● **DOCUMENT TEXT**
*****
Thank you, that makes sense - though pascal would achieve the same result more 
clearly with:

Case 1,2,3,4,5:
Case 7:

Still, I can see that, if there are scripts that rely on this, they’d break if 
it changed.

Anyway, it was so bizarre that I’ll now remember the breaks! 

Sent from my iPad

> On 27 Jun 2020, at 13:18, david kerns <david.t.kerns@gmail.com> wrote:
> 
> 
> awk works that way because C does.
> C does because it's a glorified 'goto'. consider this:
> 
> switch (i) {
> case 1:
> case 2:
> case 3:
> case 5:
> case 7: p = true; break;
> default: p = false;
> }
> 
> if there was an "auto break" after each case you'd have the code in case 7 
> repeated four more times.
> 
>> On Sat, Jun 27, 2020 at 5:00 AM Peter Brooks <peter.h.m.brooks@gmail.com> 
>> wrote:
>> Thank you - it all works perfectly now.
>> 
>> I wonder why C and awk have such a peculiar default. Is there any use-case
>> where the dropping through makes sense?
>> 
>> I used case statements in Pascal quite a bit, and they worked as I'd
>> expect, and I never considered, for a moment, that it was an odd or
>> sub-optimal arrangement.
>> 
>> I can only think that it was, somehow, easier for the language designers,
>> who didn't have to put an implicit break before each 'case'.
>> 
>> On Sat, 27 Jun 2020 at 11:12, Peter Brooks <peter.h.m.brooks@gmail.com>
>> wrote:
>> 
>> > Thank you, that makes sense. I’ll try i.
*****
(Excerpts of location labeling data)
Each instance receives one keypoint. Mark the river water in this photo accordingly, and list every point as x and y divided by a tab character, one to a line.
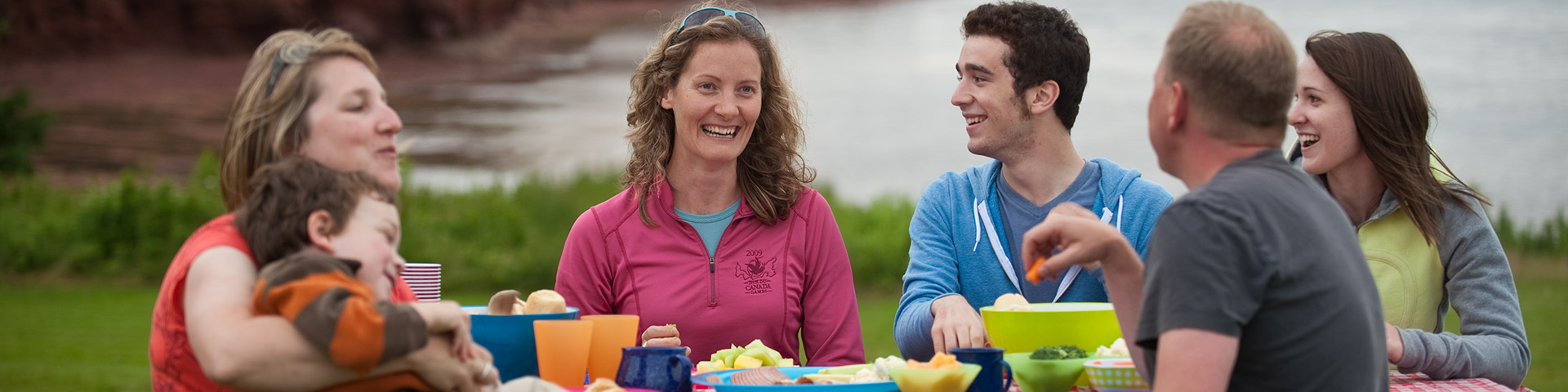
877	78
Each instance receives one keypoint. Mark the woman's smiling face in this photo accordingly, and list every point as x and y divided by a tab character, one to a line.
350	124
1322	121
715	102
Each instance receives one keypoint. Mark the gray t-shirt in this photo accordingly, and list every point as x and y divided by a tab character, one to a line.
1019	216
1261	253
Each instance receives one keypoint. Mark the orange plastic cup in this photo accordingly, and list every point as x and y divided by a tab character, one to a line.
610	333
564	350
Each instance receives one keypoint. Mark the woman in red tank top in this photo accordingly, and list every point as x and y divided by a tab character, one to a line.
294	99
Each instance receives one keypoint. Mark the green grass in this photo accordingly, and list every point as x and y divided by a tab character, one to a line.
74	336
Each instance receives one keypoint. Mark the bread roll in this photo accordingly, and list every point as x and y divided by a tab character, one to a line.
502	301
545	301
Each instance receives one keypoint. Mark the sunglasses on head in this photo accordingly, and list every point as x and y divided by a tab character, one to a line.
702	16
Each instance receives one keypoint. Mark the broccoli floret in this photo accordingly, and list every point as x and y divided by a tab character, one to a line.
1062	352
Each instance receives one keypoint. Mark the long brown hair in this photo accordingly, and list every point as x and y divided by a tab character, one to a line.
772	172
267	121
1392	115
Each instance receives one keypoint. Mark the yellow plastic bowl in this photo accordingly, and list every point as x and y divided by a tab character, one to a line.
1114	373
933	380
1087	325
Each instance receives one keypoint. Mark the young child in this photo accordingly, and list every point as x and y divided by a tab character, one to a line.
327	242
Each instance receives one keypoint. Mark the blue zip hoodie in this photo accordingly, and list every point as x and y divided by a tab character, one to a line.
957	245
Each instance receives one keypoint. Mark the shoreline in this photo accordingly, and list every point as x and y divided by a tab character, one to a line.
154	112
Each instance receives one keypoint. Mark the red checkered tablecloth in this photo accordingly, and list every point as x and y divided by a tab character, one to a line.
1423	383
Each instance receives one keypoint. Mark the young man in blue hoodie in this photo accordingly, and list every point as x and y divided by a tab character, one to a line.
1021	78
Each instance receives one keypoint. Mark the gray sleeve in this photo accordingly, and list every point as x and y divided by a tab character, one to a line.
1481	289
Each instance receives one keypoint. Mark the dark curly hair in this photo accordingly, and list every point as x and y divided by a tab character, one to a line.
1045	44
283	196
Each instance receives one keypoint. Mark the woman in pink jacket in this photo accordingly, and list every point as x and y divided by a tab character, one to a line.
717	231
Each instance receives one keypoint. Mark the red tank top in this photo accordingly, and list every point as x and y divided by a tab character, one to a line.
175	364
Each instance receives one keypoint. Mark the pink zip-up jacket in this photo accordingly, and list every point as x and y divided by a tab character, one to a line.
767	283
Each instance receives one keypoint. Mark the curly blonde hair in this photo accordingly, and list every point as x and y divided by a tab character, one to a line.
772	173
267	121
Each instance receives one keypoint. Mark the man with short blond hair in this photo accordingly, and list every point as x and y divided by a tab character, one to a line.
1254	281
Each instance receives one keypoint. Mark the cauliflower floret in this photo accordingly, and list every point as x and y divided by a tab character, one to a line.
883	364
1117	349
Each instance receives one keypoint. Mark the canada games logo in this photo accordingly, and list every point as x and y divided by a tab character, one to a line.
756	274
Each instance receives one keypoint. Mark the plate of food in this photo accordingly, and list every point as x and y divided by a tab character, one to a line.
789	378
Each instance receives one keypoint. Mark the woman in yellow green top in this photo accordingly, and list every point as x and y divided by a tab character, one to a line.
1361	121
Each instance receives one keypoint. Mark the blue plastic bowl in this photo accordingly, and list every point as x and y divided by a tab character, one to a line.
510	339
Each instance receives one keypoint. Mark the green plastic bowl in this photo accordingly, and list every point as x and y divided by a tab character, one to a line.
1087	325
1041	375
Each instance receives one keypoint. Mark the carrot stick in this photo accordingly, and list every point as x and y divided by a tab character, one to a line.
1034	270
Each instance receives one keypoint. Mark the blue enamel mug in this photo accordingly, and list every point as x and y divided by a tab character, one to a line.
991	368
666	369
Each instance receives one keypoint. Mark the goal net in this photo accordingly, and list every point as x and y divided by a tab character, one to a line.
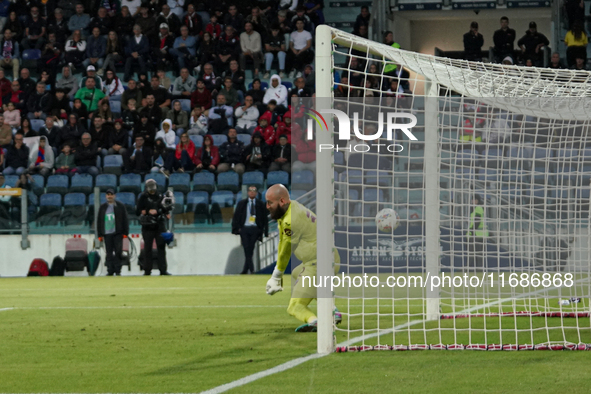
487	166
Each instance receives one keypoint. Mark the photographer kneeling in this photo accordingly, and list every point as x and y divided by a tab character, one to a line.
153	214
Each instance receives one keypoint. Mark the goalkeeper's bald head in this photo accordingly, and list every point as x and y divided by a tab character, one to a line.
277	201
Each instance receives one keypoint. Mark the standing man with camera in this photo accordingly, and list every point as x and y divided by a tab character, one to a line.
112	226
250	222
153	215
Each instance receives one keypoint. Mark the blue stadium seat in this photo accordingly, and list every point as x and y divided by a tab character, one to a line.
255	178
82	183
58	184
159	178
186	105
302	180
224	198
106	181
245	138
197	140
219	139
38	184
113	164
36	124
275	177
204	181
228	181
180	182
130	183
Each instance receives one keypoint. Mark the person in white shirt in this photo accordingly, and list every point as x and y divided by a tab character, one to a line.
300	49
247	116
167	134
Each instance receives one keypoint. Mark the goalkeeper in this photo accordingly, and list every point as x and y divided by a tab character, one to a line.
297	233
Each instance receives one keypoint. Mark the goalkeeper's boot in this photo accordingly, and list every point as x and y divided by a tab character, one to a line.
308	327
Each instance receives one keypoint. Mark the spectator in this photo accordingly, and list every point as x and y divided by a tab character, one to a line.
167	134
12	118
532	43
86	155
504	38
89	95
113	52
207	49
214	28
184	85
65	164
179	118
10	53
207	156
112	226
246	116
220	116
300	49
201	97
145	129
68	82
257	155
265	129
251	46
363	18
555	62
185	154
113	87
118	140
96	50
38	103
281	155
275	47
75	50
80	20
170	19
250	222
276	92
184	48
137	49
473	42
6	129
193	21
231	94
132	92
17	157
232	154
35	30
198	122
102	21
41	160
576	43
59	105
138	159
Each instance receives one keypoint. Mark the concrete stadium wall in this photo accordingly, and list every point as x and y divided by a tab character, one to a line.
195	254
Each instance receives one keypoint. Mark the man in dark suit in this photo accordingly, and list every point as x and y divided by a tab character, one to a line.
112	226
250	222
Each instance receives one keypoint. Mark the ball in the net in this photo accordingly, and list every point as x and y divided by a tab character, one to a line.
387	220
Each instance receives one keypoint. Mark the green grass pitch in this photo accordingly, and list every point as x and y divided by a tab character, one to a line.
189	334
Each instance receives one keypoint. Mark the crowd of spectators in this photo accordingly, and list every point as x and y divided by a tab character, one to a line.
183	66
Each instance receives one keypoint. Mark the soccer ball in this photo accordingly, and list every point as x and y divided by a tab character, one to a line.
387	220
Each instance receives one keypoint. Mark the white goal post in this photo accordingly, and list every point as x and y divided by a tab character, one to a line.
493	191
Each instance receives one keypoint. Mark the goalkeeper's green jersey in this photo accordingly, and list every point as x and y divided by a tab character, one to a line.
297	233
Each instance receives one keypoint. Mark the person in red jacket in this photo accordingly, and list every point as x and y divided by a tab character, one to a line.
306	152
208	156
185	154
266	130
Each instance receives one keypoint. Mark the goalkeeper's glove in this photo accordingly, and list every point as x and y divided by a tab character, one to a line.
275	284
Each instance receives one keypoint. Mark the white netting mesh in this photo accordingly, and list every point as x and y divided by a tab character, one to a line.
515	137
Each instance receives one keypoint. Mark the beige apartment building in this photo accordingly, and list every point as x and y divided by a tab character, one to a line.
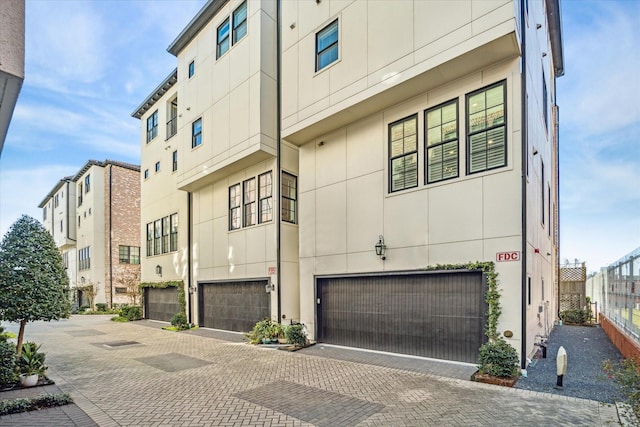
*****
● **REQUIRED WORK**
[A] In the email thread on switch statements, reproduce the passage between "Still, I can" and "remember the breaks!", inclusive, substituting "programs" for "scripts".
[B] In the email thread on switch statements, which language had the case statements that Peter Brooks says he used quite a bit?
[C] Write what comes next in the email thread on switch statements, starting after its final line.

● **THE REPLIES**
[A]
Still, I can see that, if there are programs that rely on this, they’d break if 
it changed.

Anyway, it was so bizarre that I’ll now remember the breaks!

[B] Pascal

[C]
>> >
>> > Sent from my iPad
>> >
>> > > On 27 Jun 2020, at 10:18, Manuel Collado <mcollado2011@gmail.com> wrote:
>> > >
>> > > El 27/06/2020 a las 10:35, Peter Brooks escribió:
>> > >> I'm finding myself baffled. I've never used the awk 'switch' statement
>> > >> before, so I may be doing something wrong, but it seems bizarre to me.
>> > >> Here's my test:
>> > >>
>> > >> BEGIN {
>> > >>> fred="hello";
>> > >>> switch (fred){
>> > >>> case "jim": print "Jim";
>> > >>> case "hello": print "Hello";
>> > >>> case "fred" : print "fred";
>> > >>> }
>> > >>> }
>> > >>
>> > >> The output is:
>> > >>
>> > >> $ gawk -f $(pwd)/case.awk </dev/null
>> > >>> Hello
>> > >>> fred
>> > >>
>> > >> I'm completely baffled. I'd expect the output to be only the 'Hello'!
>> > >
>> > > From the gawk manual:
>> > >
>> > > "Control flow in the switch statement works as it does in C. Once a
>> > > match to a given case is made, the case statement bodies execute until a
>> > > break, continue, next, nextfile, or exit is encountered, or the end of
>> > > the switch statement itself."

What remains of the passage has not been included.